## Stated problem
State how many lines in the rows below contain the string "with". Case matters, and the reply should be the number alone.

Collected data
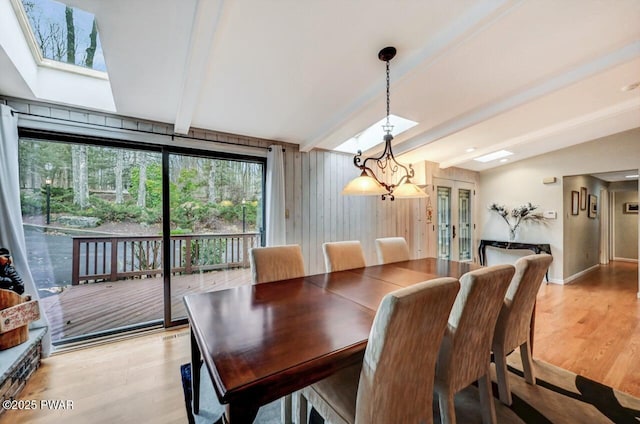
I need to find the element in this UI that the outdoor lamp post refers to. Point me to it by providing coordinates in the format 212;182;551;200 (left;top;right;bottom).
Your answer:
44;162;53;225
242;199;247;233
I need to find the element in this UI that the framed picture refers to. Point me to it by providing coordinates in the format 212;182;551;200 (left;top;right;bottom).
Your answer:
580;187;587;211
571;190;580;215
624;202;638;213
587;194;598;218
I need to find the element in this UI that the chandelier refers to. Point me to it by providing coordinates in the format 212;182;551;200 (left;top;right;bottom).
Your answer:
342;47;428;200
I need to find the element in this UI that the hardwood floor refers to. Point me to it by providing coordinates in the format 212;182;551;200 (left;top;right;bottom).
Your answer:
0;262;640;424
533;262;640;397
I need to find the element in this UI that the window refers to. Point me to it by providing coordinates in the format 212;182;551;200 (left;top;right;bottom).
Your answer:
12;0;107;77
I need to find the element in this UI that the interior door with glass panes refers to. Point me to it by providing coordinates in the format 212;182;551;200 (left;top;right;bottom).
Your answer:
434;178;474;262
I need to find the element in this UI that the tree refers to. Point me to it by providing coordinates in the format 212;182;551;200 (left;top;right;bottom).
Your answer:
136;152;147;208
64;6;76;64
84;18;98;68
114;149;124;205
71;145;89;209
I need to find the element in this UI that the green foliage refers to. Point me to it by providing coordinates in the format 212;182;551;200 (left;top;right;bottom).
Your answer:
88;196;142;222
20;191;45;216
129;164;162;208
183;239;225;265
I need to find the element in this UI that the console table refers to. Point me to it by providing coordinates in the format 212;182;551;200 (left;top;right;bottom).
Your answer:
478;240;551;282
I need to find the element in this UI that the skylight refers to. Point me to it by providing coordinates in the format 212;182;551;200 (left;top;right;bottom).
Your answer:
334;115;418;154
473;150;513;162
15;0;107;76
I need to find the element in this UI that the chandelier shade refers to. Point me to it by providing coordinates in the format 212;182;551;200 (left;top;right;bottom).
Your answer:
342;47;429;200
342;171;387;196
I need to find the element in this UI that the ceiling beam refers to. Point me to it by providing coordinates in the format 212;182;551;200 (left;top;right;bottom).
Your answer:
394;41;640;159
174;0;224;134
300;0;522;152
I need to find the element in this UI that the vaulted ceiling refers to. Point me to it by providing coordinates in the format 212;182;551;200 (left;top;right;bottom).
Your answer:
0;0;640;171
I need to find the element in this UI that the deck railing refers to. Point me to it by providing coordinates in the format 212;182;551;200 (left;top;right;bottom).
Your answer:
71;233;260;285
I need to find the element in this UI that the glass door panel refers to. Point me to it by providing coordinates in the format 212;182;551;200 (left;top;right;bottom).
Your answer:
437;187;451;259
19;138;163;345
169;154;264;321
458;188;473;261
434;178;473;261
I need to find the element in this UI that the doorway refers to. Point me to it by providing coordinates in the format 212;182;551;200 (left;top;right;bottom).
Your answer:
433;178;475;262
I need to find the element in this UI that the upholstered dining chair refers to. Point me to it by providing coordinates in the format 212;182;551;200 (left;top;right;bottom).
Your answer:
298;277;460;424
376;237;409;264
322;240;367;272
249;244;304;284
491;254;553;405
249;244;304;424
434;265;515;424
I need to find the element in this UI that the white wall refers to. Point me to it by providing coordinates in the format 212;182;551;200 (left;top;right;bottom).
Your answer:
479;128;640;294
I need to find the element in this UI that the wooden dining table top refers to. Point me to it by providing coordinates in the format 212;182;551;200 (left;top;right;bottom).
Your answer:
184;258;480;424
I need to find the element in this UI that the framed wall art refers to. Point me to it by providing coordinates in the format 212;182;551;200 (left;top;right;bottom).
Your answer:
580;187;587;211
571;190;580;215
624;202;638;213
587;194;598;218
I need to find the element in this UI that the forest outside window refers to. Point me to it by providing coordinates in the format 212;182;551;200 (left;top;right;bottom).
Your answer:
11;0;107;78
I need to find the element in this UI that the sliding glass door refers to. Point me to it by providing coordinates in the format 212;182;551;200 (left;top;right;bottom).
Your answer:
19;133;264;344
168;154;264;321
434;178;474;262
19;138;163;344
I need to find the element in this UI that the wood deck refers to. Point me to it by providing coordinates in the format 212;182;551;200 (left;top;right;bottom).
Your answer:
40;268;251;342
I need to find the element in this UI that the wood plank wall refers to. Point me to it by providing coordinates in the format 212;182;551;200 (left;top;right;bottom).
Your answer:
0;96;433;274
285;148;426;274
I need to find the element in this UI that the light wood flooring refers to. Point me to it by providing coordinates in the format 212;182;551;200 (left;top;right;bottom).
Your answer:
0;262;640;424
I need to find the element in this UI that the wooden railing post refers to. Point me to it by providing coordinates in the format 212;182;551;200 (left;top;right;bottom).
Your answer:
71;237;80;286
110;237;118;281
242;234;250;268
184;235;192;274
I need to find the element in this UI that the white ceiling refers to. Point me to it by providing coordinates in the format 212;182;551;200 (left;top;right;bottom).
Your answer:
0;0;640;171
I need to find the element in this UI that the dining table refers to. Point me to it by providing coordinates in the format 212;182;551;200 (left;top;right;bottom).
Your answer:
184;258;481;424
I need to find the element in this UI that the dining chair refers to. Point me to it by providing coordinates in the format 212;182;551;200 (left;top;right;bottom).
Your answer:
434;265;515;424
322;240;367;272
491;254;553;405
249;244;304;284
298;277;460;424
376;237;409;264
249;244;304;424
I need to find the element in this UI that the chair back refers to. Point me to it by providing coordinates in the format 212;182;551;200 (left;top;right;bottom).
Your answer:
376;237;409;264
249;244;304;284
355;278;460;424
494;254;553;350
322;240;366;272
436;265;515;392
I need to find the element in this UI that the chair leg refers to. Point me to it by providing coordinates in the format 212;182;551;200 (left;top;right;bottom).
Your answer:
297;391;307;424
478;369;496;424
280;395;292;424
438;390;456;424
493;350;512;405
520;342;536;386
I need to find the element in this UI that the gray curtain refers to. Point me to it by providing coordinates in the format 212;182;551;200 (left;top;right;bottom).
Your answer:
0;105;51;356
265;145;287;246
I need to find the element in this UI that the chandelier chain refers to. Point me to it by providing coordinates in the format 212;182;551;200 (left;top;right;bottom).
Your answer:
387;60;391;131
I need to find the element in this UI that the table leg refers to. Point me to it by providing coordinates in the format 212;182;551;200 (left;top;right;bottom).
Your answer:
529;303;536;358
225;403;259;424
190;328;202;414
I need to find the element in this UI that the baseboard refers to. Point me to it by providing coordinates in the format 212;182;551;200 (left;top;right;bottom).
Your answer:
563;264;600;284
613;257;638;263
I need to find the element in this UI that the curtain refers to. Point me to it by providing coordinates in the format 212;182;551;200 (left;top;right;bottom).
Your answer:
265;145;286;246
0;105;51;356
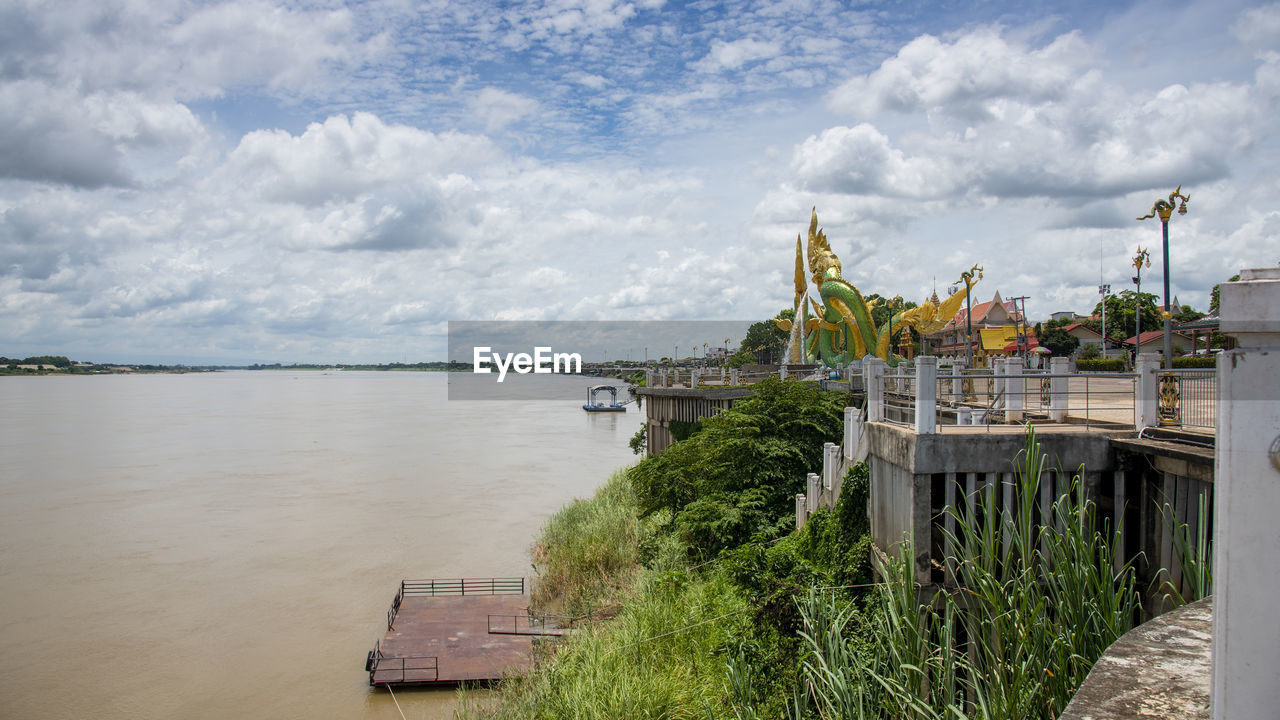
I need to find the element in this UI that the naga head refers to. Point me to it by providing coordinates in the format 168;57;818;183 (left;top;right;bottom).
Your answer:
809;208;841;287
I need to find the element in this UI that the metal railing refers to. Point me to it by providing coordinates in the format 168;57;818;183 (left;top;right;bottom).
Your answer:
488;614;580;637
369;653;440;685
937;370;1137;427
387;578;525;630
1158;369;1217;429
399;578;525;596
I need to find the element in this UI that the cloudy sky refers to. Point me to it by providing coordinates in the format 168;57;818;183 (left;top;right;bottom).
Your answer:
0;0;1280;363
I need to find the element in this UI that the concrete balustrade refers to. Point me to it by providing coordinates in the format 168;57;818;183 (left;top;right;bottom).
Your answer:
1211;268;1280;720
915;355;938;434
863;357;888;423
1133;352;1161;430
1048;357;1071;423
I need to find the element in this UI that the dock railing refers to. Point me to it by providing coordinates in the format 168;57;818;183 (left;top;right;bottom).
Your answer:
369;653;440;685
488;614;576;637
387;578;525;630
865;356;1152;433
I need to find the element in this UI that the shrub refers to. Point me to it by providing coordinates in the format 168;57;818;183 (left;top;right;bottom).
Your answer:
1075;357;1124;373
794;429;1139;720
1174;355;1217;369
627;380;845;559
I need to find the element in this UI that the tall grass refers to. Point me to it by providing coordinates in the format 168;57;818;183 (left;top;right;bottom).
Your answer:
792;429;1140;720
531;470;640;615
458;570;746;720
1156;493;1213;610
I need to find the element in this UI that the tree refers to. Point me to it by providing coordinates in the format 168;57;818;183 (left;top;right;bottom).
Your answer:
867;292;919;331
1085;290;1162;342
1208;273;1240;315
739;307;795;366
1036;328;1080;357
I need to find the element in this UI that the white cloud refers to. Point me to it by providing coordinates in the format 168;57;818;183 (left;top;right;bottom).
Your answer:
471;87;538;132
694;37;782;73
828;28;1093;119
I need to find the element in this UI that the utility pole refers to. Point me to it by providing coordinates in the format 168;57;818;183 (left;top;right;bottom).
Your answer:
1010;295;1032;365
1098;284;1111;359
1133;247;1152;363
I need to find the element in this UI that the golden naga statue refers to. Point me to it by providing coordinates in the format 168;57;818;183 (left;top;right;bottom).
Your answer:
773;208;980;368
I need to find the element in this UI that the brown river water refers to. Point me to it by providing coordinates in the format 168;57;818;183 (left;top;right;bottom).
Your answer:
0;370;640;720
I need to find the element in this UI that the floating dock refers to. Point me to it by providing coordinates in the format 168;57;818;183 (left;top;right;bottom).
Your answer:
365;578;535;688
582;386;627;413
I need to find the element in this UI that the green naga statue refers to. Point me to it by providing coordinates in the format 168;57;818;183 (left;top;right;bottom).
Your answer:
773;208;977;368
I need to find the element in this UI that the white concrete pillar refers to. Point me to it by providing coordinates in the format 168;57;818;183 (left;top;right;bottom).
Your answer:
844;407;863;460
863;357;886;423
1048;357;1071;423
1133;352;1161;430
822;442;840;491
1210;268;1280;720
991;357;1005;407
1005;357;1027;423
915;355;938;434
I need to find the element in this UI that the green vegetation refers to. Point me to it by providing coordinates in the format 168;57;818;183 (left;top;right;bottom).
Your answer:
532;471;640;615
1075;356;1124;373
630;380;846;560
1036;320;1080;357
460;392;1177;720
1174;355;1217;369
794;430;1140;720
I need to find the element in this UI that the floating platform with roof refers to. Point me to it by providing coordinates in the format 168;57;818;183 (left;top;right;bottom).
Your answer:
582;386;627;413
365;578;545;687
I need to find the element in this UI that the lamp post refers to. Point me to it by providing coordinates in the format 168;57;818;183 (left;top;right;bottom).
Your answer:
1133;247;1151;363
1138;186;1192;370
957;265;982;368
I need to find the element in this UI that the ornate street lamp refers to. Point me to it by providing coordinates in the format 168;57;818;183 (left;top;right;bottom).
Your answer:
1138;186;1192;370
956;265;982;368
1133;247;1151;361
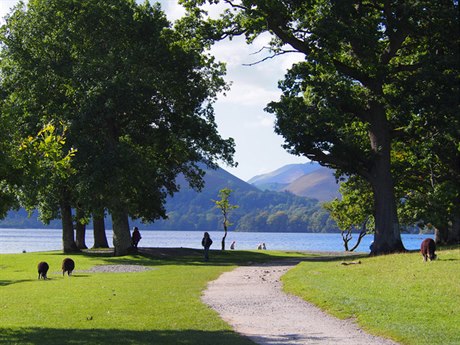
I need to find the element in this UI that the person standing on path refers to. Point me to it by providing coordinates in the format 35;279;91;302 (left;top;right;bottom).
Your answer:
132;226;142;248
201;232;212;261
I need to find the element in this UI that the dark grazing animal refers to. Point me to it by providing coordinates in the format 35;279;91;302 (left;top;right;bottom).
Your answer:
37;261;50;279
62;258;75;276
420;238;437;261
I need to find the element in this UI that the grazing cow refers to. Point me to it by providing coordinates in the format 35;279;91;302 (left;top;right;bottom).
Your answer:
420;238;437;261
62;258;75;276
37;261;50;279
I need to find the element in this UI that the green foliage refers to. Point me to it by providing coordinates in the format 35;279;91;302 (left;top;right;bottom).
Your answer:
0;0;234;231
182;0;460;253
0;250;310;345
213;188;238;231
282;246;460;345
151;170;337;232
323;177;374;231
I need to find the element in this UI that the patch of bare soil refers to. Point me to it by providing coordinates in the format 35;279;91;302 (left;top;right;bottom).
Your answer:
202;261;396;345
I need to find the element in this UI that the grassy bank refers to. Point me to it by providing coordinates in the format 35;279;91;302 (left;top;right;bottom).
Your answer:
0;249;306;345
283;247;460;345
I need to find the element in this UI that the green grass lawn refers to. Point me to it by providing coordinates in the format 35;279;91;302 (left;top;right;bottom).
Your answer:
0;250;306;345
0;245;460;345
283;247;460;345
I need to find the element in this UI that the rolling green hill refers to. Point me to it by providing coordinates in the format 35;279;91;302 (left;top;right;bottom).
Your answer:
0;168;338;232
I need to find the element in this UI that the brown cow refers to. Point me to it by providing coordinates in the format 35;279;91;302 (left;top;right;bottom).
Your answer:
62;258;75;276
37;261;50;279
420;238;437;261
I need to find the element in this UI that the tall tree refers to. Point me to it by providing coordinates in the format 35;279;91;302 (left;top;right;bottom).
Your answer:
183;0;458;254
2;0;234;255
213;188;238;250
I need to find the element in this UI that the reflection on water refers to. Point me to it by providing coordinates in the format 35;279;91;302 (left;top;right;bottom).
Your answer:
0;229;433;253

## Result
2